== Consigna ==
Resume en dos oraciones el fragmento sobre los escritores fotografiados con su propio libro.

== Extracto de la página ==
========================
Entre las servidumbres que no paran de añadirse a quienes desempeñan, con más o menos entusiasmo o resignación, el “grotesco papel de literato”, como lo llamó Ferlosio, se viene sumando, desde hace ya un tiempo, la de tener que fotografiarse con el propio libro entre manos, ya sea mostrándolo obsequiosamente, ya fingiendo leerlo. Parece que las campañas de promoción imponen este requisito. O a lo mejor es sólo que los fotógrafos de la prensa cultural, tan dados al sadismo, se vengan de este modo de la lata de tener que retratar a personas poco acostumbradas a posar, a las que no es fácil arrancar buenos planos. Claro que es mejor salir sosteniendo el propio libro que, como tantas veces, sentado en el suelo, o asomando el rostro por el vano de una puerta. Aunque lo que roza la humillación es lo que viene ocurriendo con cada vez más frecuencia: eso de tener que fotografiarse con el propio libro entre manos y, por si fuera poco, en grupo, rodeado de un buen número de escritores y escritoras asimismo provistos de su propio libro, que muestran al espectador con rostro más o menos satisfecho, más o menos apurado, más o menos desafiante, cuando no, en el mejor de los casos, haciéndose los distraídos.
========================
Entradas del conjunto de datos

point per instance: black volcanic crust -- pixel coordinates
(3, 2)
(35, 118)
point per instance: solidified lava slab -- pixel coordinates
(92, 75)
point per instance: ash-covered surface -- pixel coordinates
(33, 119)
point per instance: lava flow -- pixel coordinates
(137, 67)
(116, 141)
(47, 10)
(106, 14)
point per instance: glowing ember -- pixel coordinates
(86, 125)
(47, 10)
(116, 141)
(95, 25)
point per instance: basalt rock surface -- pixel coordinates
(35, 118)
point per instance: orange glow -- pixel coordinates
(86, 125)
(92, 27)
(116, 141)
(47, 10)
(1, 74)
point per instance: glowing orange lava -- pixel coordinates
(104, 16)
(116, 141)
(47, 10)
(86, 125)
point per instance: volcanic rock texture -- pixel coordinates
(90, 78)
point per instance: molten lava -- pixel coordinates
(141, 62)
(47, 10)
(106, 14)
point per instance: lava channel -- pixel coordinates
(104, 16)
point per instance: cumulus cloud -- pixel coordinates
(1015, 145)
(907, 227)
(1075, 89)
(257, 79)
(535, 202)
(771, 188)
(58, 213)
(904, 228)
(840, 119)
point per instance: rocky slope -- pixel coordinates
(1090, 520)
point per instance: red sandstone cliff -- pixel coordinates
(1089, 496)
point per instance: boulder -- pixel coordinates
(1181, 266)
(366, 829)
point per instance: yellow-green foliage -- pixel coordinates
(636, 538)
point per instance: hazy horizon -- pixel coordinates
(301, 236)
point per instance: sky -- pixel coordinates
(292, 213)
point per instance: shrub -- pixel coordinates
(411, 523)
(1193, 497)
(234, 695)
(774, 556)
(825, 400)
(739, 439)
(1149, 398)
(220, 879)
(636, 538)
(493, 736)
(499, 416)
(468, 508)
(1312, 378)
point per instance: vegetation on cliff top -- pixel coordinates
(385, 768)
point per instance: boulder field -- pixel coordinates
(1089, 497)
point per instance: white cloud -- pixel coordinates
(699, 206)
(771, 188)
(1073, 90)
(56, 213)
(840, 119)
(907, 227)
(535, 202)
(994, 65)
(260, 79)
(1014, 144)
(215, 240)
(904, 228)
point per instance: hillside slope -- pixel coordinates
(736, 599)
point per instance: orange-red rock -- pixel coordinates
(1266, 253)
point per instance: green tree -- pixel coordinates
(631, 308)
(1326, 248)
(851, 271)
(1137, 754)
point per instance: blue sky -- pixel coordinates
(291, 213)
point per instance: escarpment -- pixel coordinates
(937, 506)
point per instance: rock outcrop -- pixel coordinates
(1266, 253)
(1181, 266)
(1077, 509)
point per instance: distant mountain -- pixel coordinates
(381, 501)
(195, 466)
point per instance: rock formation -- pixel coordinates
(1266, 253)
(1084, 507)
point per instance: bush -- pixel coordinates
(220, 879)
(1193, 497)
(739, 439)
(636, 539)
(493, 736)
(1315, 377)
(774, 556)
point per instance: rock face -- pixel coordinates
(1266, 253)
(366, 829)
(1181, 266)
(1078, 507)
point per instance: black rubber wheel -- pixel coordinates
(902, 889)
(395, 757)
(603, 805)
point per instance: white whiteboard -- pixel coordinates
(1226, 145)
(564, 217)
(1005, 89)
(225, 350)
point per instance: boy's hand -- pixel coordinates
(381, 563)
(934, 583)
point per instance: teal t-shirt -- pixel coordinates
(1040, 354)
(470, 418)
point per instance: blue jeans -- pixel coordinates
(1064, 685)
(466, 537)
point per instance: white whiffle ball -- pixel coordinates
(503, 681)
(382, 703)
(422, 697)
========================
== Respuesta ==
A las servidumbres de quienes desempeñan el "grotesco papel de literato" se ha sumado la de fotografiarse con el propio libro entre manos, mostrándolo o fingiendo leerlo, tal vez por exigencia de las campañas de promoción o por venganza de los fotógrafos de la prensa cultural. Lo que roza la humillación es que esto ocurre cada vez más en grupo, rodeado de otros escritores y escritoras que también muestran su propio libro al espectador.